## [Information shown]
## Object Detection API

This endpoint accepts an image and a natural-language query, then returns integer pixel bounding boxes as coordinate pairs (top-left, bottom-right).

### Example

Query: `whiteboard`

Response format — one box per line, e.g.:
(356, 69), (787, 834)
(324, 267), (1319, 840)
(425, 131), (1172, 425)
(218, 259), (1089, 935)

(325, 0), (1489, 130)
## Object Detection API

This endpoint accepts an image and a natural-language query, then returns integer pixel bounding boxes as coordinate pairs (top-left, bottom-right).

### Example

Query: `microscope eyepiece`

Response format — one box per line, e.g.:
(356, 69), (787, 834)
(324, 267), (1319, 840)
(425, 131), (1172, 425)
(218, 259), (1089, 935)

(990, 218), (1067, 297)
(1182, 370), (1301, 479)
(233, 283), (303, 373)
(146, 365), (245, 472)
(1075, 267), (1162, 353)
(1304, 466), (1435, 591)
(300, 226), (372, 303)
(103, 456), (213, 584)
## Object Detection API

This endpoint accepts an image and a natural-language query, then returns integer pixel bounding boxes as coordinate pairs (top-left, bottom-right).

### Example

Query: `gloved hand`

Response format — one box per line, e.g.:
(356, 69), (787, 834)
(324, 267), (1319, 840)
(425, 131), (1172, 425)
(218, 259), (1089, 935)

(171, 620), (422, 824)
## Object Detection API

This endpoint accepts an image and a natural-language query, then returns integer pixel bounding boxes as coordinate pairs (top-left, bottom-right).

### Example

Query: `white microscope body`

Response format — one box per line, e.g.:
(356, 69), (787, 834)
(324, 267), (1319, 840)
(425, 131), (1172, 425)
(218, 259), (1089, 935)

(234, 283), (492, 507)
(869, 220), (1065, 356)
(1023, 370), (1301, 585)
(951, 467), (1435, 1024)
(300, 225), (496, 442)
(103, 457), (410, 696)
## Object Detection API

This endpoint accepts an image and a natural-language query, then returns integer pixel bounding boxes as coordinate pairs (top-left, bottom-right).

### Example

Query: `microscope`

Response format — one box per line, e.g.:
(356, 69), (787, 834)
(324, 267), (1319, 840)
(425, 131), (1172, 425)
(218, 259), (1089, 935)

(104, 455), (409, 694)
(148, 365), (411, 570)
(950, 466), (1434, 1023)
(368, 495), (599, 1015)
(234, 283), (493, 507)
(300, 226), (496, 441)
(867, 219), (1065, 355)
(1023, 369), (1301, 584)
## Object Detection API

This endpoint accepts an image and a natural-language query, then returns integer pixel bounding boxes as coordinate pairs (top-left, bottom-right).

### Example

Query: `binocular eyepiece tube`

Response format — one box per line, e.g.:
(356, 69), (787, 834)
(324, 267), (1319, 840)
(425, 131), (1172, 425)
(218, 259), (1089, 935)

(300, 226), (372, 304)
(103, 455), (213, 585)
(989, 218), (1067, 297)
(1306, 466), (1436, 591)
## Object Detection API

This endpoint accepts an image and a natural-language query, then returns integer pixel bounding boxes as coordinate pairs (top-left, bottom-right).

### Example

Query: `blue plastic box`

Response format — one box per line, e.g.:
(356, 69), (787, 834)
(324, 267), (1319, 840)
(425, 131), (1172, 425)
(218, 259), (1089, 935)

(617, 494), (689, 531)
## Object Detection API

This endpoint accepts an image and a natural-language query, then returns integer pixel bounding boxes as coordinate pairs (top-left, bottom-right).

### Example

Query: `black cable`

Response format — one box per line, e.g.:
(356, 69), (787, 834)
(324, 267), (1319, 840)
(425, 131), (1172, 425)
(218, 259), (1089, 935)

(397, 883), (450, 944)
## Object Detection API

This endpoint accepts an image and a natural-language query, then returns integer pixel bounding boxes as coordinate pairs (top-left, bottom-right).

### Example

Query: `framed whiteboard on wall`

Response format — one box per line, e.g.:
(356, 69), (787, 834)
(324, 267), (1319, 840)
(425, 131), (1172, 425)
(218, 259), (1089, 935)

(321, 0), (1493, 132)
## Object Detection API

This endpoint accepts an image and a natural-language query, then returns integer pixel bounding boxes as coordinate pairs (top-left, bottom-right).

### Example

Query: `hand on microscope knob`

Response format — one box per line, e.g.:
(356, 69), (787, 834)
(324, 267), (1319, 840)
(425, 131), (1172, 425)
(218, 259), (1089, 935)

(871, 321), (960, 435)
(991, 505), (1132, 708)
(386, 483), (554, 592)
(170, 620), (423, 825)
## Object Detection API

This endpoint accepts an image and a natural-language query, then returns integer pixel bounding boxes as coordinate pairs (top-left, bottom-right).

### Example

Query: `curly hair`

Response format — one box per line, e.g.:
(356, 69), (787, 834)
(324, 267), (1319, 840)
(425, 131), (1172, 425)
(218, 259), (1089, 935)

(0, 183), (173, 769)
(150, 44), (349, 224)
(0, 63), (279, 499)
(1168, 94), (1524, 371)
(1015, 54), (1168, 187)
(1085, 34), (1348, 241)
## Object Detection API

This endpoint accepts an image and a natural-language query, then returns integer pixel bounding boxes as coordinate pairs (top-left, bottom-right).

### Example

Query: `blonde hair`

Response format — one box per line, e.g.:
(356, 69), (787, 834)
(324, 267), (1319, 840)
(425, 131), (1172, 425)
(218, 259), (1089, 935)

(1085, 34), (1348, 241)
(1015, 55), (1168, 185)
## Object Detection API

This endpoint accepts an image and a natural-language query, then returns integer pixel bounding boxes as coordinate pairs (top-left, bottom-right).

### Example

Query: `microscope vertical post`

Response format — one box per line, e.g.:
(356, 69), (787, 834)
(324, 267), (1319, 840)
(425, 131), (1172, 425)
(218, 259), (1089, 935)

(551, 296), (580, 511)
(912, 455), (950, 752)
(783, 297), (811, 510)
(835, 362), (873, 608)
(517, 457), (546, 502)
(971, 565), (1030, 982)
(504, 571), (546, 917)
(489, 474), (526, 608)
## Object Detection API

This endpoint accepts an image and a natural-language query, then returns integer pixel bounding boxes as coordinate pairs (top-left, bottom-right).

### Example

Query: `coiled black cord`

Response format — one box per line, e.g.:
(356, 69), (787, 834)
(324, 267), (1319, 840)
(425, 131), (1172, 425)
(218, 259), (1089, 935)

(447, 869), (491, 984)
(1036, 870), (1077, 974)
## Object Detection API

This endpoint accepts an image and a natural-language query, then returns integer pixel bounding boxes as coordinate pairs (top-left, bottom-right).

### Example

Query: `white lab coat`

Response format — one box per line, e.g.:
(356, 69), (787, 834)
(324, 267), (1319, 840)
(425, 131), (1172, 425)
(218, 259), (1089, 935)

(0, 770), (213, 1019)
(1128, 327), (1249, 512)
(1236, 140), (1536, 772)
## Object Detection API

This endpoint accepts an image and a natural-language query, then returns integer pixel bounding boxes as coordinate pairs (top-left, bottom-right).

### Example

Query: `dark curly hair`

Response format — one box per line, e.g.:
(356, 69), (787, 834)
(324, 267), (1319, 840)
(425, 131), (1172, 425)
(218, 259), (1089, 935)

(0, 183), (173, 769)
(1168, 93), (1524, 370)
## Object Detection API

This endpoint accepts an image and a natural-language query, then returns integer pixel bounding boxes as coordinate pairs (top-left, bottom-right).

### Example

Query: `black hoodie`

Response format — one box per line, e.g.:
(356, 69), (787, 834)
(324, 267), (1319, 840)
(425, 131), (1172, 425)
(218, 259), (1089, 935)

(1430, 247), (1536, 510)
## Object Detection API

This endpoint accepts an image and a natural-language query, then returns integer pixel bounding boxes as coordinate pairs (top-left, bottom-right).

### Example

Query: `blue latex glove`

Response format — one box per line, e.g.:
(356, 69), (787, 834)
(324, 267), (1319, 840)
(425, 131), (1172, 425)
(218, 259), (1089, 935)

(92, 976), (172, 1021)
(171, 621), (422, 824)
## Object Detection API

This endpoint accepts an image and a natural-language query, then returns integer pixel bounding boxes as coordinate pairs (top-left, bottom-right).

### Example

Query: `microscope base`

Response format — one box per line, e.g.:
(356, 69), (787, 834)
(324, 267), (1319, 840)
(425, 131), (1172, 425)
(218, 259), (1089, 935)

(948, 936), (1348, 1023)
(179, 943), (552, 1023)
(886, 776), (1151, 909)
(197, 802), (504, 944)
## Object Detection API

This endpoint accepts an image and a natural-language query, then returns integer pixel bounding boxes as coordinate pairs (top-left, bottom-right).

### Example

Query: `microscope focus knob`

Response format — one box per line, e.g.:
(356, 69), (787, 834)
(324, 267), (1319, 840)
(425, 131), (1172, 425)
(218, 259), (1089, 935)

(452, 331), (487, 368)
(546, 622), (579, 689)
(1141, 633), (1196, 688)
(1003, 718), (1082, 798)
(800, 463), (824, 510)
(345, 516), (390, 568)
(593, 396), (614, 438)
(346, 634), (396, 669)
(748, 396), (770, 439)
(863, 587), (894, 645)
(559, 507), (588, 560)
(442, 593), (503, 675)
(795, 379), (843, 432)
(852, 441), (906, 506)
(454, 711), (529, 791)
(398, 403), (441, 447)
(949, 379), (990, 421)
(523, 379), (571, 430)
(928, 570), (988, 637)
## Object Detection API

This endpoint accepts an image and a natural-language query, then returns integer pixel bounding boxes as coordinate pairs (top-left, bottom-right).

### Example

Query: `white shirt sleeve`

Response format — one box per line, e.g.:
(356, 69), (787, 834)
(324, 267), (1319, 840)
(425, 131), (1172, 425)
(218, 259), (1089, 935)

## [Task objective]
Lines of the material in which the word "hair" occurs are to be copied out.

## [Result of the task]
Query: `curly hair`
Query: `blonde hair`
Query: `dark curly hair`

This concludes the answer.